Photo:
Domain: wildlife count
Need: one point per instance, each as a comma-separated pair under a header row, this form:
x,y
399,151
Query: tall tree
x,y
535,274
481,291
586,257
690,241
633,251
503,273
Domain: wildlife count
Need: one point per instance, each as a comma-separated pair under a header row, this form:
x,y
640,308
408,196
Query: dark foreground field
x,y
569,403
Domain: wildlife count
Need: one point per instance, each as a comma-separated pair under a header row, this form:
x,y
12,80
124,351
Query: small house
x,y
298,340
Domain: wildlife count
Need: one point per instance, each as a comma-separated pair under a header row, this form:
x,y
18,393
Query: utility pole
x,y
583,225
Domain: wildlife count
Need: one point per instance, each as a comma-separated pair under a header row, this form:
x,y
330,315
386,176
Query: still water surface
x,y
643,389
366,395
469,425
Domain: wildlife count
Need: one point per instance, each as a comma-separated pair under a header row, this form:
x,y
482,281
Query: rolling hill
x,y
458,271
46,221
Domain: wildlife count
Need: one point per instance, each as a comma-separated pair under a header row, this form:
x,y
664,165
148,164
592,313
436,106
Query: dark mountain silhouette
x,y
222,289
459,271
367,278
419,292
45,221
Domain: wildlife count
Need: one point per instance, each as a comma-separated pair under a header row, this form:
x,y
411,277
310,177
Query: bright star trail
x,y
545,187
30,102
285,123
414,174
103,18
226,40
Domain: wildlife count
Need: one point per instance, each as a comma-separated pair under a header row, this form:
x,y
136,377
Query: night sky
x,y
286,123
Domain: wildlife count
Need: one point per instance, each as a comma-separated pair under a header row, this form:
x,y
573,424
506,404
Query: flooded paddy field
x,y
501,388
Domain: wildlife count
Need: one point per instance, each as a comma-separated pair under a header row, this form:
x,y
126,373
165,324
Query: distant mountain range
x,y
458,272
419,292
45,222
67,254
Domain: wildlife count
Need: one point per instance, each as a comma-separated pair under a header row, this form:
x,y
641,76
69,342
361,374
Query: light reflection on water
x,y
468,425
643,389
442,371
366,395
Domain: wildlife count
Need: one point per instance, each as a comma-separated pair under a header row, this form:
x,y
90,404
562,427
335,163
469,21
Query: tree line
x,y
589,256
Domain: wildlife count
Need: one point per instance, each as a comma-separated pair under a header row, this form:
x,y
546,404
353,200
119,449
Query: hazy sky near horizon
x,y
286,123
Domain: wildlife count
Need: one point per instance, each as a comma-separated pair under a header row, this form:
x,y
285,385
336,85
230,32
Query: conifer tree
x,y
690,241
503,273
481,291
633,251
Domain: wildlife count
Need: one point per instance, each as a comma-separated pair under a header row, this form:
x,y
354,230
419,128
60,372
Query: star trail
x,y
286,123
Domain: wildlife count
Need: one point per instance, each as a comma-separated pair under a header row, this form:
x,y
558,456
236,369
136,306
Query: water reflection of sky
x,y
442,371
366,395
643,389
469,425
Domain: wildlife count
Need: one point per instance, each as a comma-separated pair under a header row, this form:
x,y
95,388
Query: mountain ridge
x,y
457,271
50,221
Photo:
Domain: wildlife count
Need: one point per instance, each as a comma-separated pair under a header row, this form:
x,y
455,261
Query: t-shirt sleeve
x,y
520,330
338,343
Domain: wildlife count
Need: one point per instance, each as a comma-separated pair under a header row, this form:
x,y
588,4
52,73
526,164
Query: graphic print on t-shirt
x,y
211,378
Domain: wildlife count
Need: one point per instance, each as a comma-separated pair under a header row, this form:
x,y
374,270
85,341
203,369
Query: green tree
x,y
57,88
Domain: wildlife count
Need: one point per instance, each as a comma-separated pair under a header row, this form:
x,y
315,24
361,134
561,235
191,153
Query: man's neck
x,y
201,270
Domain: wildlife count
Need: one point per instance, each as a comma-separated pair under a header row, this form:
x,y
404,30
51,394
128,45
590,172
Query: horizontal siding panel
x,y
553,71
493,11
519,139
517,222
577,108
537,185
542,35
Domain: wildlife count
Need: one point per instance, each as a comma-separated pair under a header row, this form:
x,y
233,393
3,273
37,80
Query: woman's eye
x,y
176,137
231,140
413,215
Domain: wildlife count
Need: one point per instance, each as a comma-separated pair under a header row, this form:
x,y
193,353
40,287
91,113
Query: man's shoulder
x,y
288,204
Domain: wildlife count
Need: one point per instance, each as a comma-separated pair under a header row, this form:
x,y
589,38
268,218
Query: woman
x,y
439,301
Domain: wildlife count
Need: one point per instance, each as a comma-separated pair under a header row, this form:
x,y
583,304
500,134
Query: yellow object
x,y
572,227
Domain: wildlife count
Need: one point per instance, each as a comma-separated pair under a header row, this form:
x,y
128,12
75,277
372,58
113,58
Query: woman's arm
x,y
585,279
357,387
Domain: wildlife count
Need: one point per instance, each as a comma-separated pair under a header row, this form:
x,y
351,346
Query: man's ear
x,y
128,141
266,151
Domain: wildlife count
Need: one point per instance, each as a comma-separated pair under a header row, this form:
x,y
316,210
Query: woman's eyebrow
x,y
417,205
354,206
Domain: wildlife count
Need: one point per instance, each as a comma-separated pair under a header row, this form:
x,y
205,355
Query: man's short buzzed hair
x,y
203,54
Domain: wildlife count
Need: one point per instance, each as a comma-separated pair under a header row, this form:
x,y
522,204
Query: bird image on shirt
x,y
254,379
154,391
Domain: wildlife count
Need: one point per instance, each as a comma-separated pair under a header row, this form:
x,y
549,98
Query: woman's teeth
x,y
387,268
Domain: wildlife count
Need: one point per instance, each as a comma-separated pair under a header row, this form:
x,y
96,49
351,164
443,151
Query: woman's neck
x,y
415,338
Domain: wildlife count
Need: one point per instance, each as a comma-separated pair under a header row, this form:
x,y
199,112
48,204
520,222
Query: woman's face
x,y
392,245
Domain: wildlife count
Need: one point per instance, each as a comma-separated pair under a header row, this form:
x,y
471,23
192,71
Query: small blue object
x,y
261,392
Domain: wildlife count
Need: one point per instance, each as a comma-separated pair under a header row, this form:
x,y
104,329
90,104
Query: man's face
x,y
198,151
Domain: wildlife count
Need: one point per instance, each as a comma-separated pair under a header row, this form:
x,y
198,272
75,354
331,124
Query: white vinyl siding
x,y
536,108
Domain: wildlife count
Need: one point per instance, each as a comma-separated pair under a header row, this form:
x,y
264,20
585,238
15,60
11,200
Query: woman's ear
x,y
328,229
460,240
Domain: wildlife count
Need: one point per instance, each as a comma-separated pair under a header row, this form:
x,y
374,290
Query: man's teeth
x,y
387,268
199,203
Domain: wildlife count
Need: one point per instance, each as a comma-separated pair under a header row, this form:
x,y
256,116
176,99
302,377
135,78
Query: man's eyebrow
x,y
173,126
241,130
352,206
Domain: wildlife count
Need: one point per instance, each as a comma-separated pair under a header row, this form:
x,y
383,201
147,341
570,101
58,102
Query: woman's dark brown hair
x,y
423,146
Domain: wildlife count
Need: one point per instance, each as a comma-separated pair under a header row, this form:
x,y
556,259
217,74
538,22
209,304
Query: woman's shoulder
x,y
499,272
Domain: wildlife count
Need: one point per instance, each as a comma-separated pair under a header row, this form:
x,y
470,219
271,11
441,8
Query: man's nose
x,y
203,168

### ACTIVITY:
Everything in the listing should be written out again exactly.

### EXERCISE ANSWER:
Photo:
Domain: wildlife count
Need: one point per instance, each as a comma-separated pair under a header row, this form:
x,y
399,151
Query: tall tree
x,y
535,274
481,291
586,257
690,241
633,251
503,273
Domain: wildlife count
Need: one point per instance, each as a comma-separated pair under a header row, this form:
x,y
640,308
408,196
Query: dark foreground field
x,y
569,403
Domain: wildlife count
Need: one point per instance, each as a comma-separated pair under a header row, this form:
x,y
12,80
124,351
Query: small house
x,y
298,340
Domain: wildlife count
Need: one point per instance, each as a comma-separated pair under a header row, this form:
x,y
18,393
Query: utility pole
x,y
583,225
Domain: wildlife count
Need: one point per instance, each as a comma-separated pair under a header row, this form:
x,y
330,315
386,176
Query: still water surface
x,y
643,389
366,395
469,425
Domain: wildlife count
Need: one point per instance, each as a comma-separated pair under a header row, this form:
x,y
482,281
Query: rolling hill
x,y
458,271
46,221
Domain: wildlife count
Need: one point per instance, each as a comma-separated pair under a header row, this form:
x,y
664,165
148,164
592,313
436,106
Query: dark mountain silhouette
x,y
222,289
459,271
367,278
419,292
45,221
Domain: wildlife count
Need: one point per instance, each as a comma-separated pair under a header row, this form:
x,y
411,277
310,177
Query: bright star trail
x,y
545,187
30,102
285,123
414,174
103,18
226,40
Domain: wildlife count
Need: one point per instance, each as a comma-separated pair under a header row, this form:
x,y
136,377
Query: night sky
x,y
286,123
Domain: wildlife count
Need: one point per instance, each as a comma-separated pair under a header row, this form:
x,y
573,424
506,404
Query: flooded paddy field
x,y
501,388
Domain: wildlife count
Need: one point per instance, each as a comma-separated pair under a header row, this form:
x,y
126,373
165,324
Query: distant mountain range
x,y
458,272
419,292
45,222
67,254
Domain: wildlife count
Need: one point per instance, each as a comma-separated pair under a header row, this form:
x,y
641,76
69,342
361,374
Query: light reflection on water
x,y
468,425
643,389
442,371
366,395
Domain: wildlife count
Need: one point per instance, each as a comma-separated pair under a header row, this form:
x,y
90,404
562,427
335,163
469,21
Query: tree line
x,y
589,256
Domain: wildlife count
Need: one point per instance, each as a comma-separated pair under a header row, this form:
x,y
546,404
353,200
119,449
Query: hazy sky near horizon
x,y
286,123
Domain: wildlife count
Need: one point per instance, each as a comma-separated pair under a header row, this form:
x,y
285,385
336,85
230,32
Query: conifer tree
x,y
690,241
503,273
481,291
633,251
Domain: wildlife count
Need: one point per instance, each as a comma-separated pair under a header row, this form:
x,y
354,230
419,128
60,372
Query: star trail
x,y
286,123
Domain: wildlife count
Need: one point per instance, each as a comma-separated pair under a header row, this form:
x,y
558,456
236,369
136,306
Query: water reflection of sky
x,y
442,371
366,395
643,389
469,425
Domain: wildlife count
Need: one point per instance, each as a comma-separated pair under a header row, this form:
x,y
95,388
Query: mountain ridge
x,y
457,271
50,221
Photo:
Domain: wildlife count
Need: one point per instance, each as a comma-separated pair under a header row, this form:
x,y
455,261
Query: t-shirt sleeve
x,y
520,330
338,343
Domain: wildlife count
Need: one point per instance, each as a comma-separated pair under a header row, this form:
x,y
588,4
52,73
526,164
Query: graphic print on t-shirt
x,y
211,378
Domain: wildlife count
Need: one point per instance, each as a comma-separated pair under a header row, this form:
x,y
374,270
85,341
203,369
Query: green tree
x,y
57,88
Domain: wildlife count
Need: one point per instance, each as a comma-separated pair under a header row, this form:
x,y
315,24
361,134
561,235
191,153
Query: man's neck
x,y
201,270
Domain: wildlife count
Need: one point per instance, each as a comma-separated pair under a header row, this form:
x,y
404,30
51,394
128,45
590,172
Query: horizontal siding panel
x,y
553,71
493,11
519,139
517,222
577,108
537,185
542,35
Domain: wildlife count
Need: one point per instance, each as a comma-separated pair under a header row, this form:
x,y
233,393
3,273
37,80
Query: woman's eye
x,y
176,137
231,140
413,215
Domain: wildlife count
Need: one point per instance, each as a comma-separated pair under a header row, this form:
x,y
193,353
40,287
91,113
Query: man's shoulder
x,y
288,204
Domain: wildlife count
Need: one point per instance, each as a comma-separated pair under a header row, this form:
x,y
589,38
268,218
Query: woman
x,y
439,301
Domain: wildlife count
Need: one point per instance, each as a comma-separated pair under a header row, this form:
x,y
583,304
500,134
Query: yellow object
x,y
572,227
Domain: wildlife count
Need: one point per instance, each as a comma-separated pair under a header row, this form:
x,y
128,12
75,277
372,58
113,58
Query: woman's arm
x,y
585,279
357,387
Domain: wildlife count
Need: one point per instance, each as a comma-separated pair under a header row, this form:
x,y
351,346
Query: man's ear
x,y
128,141
266,151
Domain: wildlife count
Need: one point per instance, each as a comma-separated pair under a header row, this form:
x,y
316,210
Query: woman's eyebrow
x,y
417,205
354,206
Domain: wildlife count
Need: one point per instance, each as a comma-separated pair under a header row, this form:
x,y
205,355
Query: man's short buzzed hair
x,y
203,54
Domain: wildlife count
Need: one point per instance, each as a comma-separated pair under a header row, this form:
x,y
522,204
Query: bird image on shirt
x,y
254,379
154,391
Domain: wildlife count
Need: one point per instance, each as a comma-separated pair under a header row, this form:
x,y
549,98
Query: woman's teeth
x,y
387,268
Domain: wildlife count
Need: one point per instance, each as a comma-separated pair under a header row, this form:
x,y
96,49
351,164
443,151
Query: woman's neck
x,y
415,338
Domain: wildlife count
Need: one point per instance, each as a comma-separated pair under a header row, this form:
x,y
199,112
48,204
520,222
Query: woman's face
x,y
392,245
Domain: wildlife count
Need: one point per instance, each as a comma-separated pair under a header row, this form:
x,y
471,23
192,71
Query: small blue object
x,y
261,392
Domain: wildlife count
Need: one point per instance, each as a comma-separated pair under a header row, this form:
x,y
104,329
90,104
Query: man's face
x,y
198,151
Domain: wildlife count
Need: one point per instance, each as a comma-separated pair under a header row, this form:
x,y
198,272
75,354
331,124
Query: white vinyl siding
x,y
536,108
Domain: wildlife count
Need: one point per instance, each as a comma-separated pair under a header row, this form:
x,y
264,20
585,238
15,60
11,200
Query: woman's ear
x,y
328,229
460,240
Domain: wildlife count
Need: one point per instance, each as a comma-separated pair under a header row, this form:
x,y
374,290
Query: man's teeth
x,y
387,268
199,203
Domain: wildlife count
Need: one point per instance, each as a comma-separated pair under a header row, this form:
x,y
256,116
176,99
302,377
135,78
Query: man's eyebrow
x,y
173,126
241,130
352,206
Domain: wildlife count
Need: one point per instance, each as a comma-separated pair under a header row, this form:
x,y
383,201
147,341
570,101
58,102
Query: woman's dark brown hair
x,y
423,146
Domain: wildlife count
Need: one point per instance, each as a comma-separated pair under a header row, this form:
x,y
556,259
217,74
538,22
209,304
Query: woman's shoulder
x,y
499,272
Domain: wildlife count
Need: one point per instance, each as a comma-separated pair under a header row, this form:
x,y
470,219
271,11
441,8
Query: man's nose
x,y
203,168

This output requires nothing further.